Extracted text:
|---|

Case ID: iowa_185/html/0243-01.html
Source: Caselaw Access Project
Author: {"author": "Weaver, J.", "license": "Public Domain", "url": "https://static.case.law/"}
Date Created: 2024-08-24T03:29:51.129683

Marlin J. Wragg, Petitioner, v. J. W. Griffin, Sheriff, et al., Respondents.
    HEALTH: Compulsory Detention and Examination of Persons. In the absence of a clear and definite statute so authorizing, state and local boards of health may not, on mere suspicion that a person is afflicted with, or has been exposed to, a venereal disease, cause such person to be compulsorily detained and physi: cally examined by withdrawing blood from the veins and pus smear from the urethra, for the purpose of determining the existence of such diseasfe in such person, even,though such examination, while painful, is not dangerous to life,
    
      Original Proceedings in Habeas Corpus.
    
    Writ sustained.
    
    January 20, 1919.
    
      Dunshee, Haines & Brody, for petitioner.
    
      H. M. Havner, Attorney General, and Geo. F. Henry, Acting County Attorney, for respondents.
   Weaver, J.

|---|

Exercise tasks:
a – In the habeas corpus case text, who appeared for the petitioner?
b – Please rewrite part of the habeas corpus case text, beginning at "HEALTH: Compulsory Detention" and stopping after "Attorney, for respondents.", with "Attorney General" swapped for "Solicitor General".
c – Does the habeas corpus case text support each statement? (i) The matter came before the court as original proceedings in habeas corpus. (ii) The writ was denied. (iii) The decision is dated January 20, 1919.

|---|

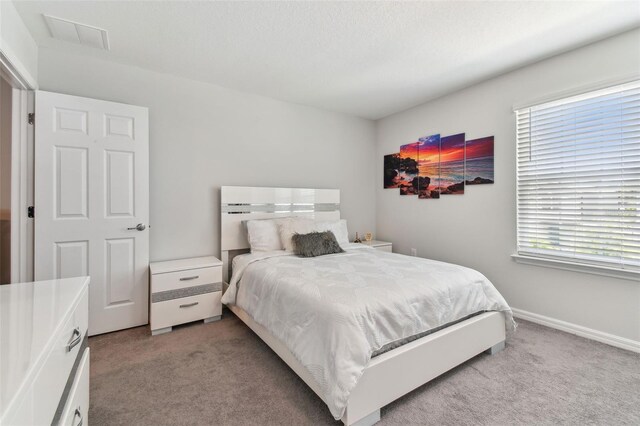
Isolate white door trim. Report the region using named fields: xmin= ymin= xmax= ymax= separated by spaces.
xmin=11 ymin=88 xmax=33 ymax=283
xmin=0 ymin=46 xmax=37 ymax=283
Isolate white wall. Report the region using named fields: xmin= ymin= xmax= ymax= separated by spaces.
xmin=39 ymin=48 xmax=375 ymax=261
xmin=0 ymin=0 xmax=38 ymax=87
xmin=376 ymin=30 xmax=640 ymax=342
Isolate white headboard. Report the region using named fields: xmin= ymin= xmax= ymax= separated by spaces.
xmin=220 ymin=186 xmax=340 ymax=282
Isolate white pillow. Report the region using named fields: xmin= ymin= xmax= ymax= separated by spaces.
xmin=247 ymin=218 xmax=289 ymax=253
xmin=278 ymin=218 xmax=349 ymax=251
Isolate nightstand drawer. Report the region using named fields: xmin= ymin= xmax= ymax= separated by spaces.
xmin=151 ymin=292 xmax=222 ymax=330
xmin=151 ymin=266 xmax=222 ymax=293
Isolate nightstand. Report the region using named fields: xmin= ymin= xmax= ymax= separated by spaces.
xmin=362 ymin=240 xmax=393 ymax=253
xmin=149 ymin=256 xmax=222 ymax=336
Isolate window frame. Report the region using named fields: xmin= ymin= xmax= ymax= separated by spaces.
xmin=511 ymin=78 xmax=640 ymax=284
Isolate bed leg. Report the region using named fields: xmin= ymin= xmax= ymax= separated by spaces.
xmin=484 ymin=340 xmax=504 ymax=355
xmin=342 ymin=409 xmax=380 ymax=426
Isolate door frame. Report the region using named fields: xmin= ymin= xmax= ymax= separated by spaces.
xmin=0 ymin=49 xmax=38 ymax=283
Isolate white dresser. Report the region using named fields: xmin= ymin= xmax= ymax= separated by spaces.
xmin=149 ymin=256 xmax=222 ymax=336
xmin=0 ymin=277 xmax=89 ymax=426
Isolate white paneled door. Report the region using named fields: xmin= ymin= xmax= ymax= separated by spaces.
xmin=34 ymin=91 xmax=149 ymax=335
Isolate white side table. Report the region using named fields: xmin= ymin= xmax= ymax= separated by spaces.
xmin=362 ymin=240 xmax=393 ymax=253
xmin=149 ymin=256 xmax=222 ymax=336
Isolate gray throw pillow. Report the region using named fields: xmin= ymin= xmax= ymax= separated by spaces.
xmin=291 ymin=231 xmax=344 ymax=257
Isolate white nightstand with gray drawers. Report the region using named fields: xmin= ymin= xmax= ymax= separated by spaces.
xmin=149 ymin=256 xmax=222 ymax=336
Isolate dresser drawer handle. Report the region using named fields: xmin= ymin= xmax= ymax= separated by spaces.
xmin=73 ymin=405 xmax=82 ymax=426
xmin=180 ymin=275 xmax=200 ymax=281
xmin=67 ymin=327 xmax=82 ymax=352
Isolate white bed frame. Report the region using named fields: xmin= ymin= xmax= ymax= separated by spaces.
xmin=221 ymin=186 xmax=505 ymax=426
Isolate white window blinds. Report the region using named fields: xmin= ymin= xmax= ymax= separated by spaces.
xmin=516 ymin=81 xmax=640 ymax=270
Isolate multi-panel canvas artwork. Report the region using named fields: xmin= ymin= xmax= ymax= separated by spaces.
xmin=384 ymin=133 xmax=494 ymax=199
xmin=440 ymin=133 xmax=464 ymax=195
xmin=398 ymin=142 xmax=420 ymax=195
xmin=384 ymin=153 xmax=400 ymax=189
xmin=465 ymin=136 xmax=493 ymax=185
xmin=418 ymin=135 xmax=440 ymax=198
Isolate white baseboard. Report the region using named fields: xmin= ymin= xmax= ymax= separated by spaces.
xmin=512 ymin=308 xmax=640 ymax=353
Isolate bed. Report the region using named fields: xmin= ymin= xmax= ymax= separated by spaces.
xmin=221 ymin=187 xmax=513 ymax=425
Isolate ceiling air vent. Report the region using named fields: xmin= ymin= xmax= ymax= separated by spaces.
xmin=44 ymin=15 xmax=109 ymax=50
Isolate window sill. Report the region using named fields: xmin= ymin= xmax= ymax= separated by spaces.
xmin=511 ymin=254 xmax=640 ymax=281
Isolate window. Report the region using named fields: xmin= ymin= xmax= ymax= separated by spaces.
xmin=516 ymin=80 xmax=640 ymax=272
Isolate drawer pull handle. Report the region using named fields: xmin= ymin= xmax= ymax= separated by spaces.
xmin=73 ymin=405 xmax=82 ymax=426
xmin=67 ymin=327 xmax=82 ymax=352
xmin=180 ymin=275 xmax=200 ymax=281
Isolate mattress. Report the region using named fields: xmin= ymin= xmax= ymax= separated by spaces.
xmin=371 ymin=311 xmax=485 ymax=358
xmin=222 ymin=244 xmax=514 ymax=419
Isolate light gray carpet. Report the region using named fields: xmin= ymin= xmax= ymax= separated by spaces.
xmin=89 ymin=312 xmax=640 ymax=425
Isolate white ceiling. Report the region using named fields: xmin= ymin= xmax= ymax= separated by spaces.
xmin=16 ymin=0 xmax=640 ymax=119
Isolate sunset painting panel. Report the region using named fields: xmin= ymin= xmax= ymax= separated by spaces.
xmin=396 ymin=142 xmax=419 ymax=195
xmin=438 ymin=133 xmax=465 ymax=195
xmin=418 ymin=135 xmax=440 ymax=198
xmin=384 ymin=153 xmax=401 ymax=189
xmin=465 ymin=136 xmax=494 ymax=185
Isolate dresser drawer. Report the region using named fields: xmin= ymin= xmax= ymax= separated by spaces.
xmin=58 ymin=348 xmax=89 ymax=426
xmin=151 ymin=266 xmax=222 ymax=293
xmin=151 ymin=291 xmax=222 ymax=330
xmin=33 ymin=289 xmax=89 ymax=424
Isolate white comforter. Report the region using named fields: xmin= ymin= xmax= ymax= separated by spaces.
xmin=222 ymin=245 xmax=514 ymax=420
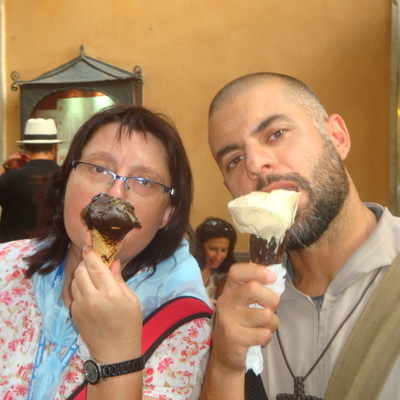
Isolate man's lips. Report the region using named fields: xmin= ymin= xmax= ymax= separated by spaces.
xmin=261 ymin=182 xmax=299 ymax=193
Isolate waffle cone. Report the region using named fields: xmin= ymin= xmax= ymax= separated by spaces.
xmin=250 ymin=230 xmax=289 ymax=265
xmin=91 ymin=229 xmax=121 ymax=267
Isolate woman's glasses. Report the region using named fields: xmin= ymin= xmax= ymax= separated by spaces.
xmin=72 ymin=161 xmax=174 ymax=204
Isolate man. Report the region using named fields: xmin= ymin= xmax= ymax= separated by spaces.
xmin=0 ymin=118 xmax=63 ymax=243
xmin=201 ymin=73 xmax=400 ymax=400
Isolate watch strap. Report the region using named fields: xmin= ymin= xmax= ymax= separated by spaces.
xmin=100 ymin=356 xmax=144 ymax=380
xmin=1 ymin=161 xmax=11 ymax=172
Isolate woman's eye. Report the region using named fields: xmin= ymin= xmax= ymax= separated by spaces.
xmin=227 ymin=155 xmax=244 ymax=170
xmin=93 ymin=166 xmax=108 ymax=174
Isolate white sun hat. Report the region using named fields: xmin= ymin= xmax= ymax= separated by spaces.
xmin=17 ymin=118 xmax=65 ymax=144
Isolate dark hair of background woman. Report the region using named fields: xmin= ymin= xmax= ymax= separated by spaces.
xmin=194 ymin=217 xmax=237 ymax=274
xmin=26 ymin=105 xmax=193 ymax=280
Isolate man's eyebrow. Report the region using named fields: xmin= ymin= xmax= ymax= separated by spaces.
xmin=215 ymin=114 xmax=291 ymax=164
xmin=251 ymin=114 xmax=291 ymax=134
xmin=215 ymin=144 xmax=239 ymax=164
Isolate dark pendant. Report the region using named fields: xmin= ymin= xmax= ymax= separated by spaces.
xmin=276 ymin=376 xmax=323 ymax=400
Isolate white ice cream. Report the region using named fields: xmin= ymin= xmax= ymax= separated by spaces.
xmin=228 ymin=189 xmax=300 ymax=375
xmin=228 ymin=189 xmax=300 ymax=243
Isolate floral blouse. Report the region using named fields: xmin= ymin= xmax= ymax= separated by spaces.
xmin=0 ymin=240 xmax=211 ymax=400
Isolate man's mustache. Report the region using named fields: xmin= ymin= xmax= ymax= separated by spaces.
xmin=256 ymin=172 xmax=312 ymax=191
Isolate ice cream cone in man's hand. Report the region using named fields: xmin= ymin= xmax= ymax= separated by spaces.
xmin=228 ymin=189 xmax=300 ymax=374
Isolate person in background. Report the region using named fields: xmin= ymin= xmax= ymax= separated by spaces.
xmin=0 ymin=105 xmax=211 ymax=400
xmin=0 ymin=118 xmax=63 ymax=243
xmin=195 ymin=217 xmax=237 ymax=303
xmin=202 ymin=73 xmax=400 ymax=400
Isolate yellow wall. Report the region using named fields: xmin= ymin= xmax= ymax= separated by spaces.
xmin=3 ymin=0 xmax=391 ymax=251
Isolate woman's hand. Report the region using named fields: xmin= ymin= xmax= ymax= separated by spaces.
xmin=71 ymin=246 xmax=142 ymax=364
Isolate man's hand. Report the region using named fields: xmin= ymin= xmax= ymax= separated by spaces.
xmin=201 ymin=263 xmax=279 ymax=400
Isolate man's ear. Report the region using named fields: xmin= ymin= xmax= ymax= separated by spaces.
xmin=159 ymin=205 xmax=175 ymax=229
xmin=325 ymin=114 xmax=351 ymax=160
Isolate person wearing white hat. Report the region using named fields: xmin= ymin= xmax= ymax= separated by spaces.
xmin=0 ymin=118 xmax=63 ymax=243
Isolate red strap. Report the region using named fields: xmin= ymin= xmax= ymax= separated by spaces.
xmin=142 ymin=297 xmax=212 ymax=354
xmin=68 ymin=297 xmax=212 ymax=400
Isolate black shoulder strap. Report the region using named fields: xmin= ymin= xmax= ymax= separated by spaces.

|---|

Solutions per task:
a – Dunshee, Haines & Brody.

b –
HEALTH: Compulsory Detention and Examination of Persons. In the absence of a clear and definite statute so authorizing, state and local boards of health may not, on mere suspicion that a person is afflicted with, or has been exposed to, a venereal disease, cause such person to be compulsorily detained and physi: cally examined by withdrawing blood from the veins and pus smear from the urethra, for the purpose of determining the existence of such diseasfe in such person, even,though such examination, while painful, is not dangerous to life,
    
      Original Proceedings in Habeas Corpus.
    
    Writ sustained.
    
    January 20, 1919.
    
      Dunshee, Haines & Brody, for petitioner.
    
      H. M. Havner, Solicitor General, and Geo. F. Henry, Acting County Attorney, for respondents.

c –
(i) Yes: "Original Proceedings in Habeas Corpus."
(ii) No: "Writ sustained."
(iii) Yes: "January 20, 1919."